**** RECORDS FOR THE TASK

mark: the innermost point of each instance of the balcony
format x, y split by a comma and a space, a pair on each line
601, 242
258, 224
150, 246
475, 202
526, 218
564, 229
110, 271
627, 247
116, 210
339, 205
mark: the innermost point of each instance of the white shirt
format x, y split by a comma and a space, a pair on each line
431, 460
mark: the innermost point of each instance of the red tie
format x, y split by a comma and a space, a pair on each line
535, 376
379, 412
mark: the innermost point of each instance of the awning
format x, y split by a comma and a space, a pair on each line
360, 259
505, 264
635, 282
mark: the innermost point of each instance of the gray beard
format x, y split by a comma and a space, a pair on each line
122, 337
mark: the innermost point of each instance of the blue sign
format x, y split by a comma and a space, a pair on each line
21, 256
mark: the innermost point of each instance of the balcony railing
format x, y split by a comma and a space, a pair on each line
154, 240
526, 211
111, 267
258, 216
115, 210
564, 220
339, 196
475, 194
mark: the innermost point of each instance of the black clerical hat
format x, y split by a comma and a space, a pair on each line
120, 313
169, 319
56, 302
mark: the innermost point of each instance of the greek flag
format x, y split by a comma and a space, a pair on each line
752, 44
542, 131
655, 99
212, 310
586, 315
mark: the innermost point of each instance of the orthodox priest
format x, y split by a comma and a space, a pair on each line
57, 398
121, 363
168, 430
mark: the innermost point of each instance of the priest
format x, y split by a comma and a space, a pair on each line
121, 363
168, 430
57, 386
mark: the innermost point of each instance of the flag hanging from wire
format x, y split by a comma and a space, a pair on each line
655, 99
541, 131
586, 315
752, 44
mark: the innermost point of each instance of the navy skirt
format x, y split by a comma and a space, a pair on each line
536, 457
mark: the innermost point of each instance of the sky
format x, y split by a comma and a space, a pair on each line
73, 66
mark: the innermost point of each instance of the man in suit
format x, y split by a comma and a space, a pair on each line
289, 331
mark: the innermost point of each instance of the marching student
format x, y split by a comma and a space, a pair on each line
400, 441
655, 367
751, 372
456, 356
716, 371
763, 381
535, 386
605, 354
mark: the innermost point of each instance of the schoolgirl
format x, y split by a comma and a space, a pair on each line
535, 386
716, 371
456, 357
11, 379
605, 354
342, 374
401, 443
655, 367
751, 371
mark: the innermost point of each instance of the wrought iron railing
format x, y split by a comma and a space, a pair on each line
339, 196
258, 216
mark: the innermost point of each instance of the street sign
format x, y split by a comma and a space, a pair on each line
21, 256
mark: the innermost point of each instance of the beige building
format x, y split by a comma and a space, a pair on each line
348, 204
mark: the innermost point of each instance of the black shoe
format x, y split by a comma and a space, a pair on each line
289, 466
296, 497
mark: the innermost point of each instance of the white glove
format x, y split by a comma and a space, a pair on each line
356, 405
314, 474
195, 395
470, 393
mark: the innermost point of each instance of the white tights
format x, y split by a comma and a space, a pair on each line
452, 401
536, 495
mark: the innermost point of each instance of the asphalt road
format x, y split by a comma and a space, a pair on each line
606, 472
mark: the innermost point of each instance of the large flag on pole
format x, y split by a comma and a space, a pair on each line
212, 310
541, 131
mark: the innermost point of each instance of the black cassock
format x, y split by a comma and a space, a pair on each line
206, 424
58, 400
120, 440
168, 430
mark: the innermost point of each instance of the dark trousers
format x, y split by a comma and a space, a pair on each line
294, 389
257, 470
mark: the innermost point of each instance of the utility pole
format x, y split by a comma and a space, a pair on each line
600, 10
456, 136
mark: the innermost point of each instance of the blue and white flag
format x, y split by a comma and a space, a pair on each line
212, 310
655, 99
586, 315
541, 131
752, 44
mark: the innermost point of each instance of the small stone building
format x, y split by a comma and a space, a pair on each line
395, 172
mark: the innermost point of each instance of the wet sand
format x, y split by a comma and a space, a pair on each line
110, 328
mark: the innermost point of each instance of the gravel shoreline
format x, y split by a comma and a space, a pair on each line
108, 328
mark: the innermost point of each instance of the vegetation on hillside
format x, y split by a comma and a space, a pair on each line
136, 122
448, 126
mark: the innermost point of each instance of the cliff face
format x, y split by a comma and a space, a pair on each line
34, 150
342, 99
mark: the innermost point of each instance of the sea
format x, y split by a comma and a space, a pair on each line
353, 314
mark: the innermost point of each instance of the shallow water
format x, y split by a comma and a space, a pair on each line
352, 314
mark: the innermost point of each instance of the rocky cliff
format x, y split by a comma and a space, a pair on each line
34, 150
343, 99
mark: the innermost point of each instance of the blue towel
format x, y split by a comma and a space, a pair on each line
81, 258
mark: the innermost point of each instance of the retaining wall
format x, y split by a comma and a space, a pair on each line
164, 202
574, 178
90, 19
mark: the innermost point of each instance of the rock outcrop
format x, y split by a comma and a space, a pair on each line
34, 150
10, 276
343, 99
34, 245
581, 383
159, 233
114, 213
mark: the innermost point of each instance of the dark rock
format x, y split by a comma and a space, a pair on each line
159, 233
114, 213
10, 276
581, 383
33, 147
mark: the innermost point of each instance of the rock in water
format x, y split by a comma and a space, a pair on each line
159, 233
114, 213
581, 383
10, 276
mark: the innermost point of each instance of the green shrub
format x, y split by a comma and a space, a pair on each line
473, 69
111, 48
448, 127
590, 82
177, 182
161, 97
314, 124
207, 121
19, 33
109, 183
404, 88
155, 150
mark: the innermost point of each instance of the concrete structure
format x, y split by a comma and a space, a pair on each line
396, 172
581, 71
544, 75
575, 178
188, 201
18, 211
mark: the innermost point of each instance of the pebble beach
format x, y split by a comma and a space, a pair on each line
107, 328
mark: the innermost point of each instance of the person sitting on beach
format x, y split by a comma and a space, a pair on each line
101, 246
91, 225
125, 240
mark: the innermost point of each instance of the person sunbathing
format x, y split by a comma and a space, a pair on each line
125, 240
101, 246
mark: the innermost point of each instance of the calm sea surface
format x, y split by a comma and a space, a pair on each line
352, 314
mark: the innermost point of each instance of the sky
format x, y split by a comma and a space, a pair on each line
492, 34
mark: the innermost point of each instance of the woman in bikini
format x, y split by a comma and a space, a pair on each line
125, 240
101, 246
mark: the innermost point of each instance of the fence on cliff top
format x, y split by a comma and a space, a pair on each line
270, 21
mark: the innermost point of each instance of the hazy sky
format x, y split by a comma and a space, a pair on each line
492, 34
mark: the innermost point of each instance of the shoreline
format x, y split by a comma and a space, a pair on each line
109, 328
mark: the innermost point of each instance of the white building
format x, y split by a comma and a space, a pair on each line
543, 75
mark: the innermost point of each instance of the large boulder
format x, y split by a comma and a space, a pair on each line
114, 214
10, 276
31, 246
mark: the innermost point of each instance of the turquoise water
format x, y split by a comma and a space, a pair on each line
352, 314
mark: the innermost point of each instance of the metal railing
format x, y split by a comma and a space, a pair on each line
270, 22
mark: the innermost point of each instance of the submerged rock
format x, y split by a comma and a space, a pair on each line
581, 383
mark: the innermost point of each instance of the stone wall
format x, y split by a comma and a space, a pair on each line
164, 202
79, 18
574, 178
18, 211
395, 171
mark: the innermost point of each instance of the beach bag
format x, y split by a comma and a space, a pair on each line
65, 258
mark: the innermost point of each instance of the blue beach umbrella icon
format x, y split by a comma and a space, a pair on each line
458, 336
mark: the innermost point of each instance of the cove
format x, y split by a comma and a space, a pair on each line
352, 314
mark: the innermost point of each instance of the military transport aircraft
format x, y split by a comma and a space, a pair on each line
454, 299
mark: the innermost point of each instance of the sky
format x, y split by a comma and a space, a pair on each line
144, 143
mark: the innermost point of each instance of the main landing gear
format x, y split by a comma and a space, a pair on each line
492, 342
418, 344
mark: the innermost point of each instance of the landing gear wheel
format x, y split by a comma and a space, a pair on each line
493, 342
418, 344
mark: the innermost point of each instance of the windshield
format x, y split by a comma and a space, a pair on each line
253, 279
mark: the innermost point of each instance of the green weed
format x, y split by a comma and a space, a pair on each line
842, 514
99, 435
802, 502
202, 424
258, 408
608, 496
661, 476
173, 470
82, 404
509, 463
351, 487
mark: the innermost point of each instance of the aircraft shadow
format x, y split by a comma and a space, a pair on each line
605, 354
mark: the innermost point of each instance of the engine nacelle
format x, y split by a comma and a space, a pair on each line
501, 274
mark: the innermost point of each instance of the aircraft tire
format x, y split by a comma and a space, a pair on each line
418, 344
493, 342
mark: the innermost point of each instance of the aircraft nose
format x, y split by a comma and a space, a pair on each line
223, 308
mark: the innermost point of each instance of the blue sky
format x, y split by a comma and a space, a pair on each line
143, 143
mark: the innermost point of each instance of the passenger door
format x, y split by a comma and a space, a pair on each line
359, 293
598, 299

********

* WORK REQUIRED
What is needed is an exact copy of the entries above, from the first line through the line holding "mark: the innermost point of each instance of the black clerical", with both of those lines kept; please give nothing else.

* FINAL ANSWER
mark: the innermost point of each instance of the balcony
format x, y split by a comma and a space, a pair on each line
601, 242
258, 224
150, 246
475, 202
526, 218
564, 229
110, 271
627, 247
116, 210
339, 205
mark: the innermost point of each instance of the white shirt
format x, y split by a comma and a space, a pair on each line
431, 460
mark: the innermost point of each instance of the red tie
format x, y split by a comma and a space, a pair on each line
535, 376
379, 412
mark: the innermost point of each instance of the awning
format x, y split by a comma and a space, a pair on each line
360, 259
505, 264
635, 282
mark: the innermost point of each instance of the gray beard
format x, y split by a comma and a space, a pair on each line
122, 337
mark: the innermost point of each instance of the blue sign
format x, y split by a comma and a space, a pair on each line
21, 256
mark: the innermost point of each instance of the balcony railing
format x, y split by a comma and a space, a pair on each line
154, 240
526, 211
111, 267
258, 216
115, 210
564, 220
339, 196
475, 194
mark: the innermost point of each instance of the black clerical hat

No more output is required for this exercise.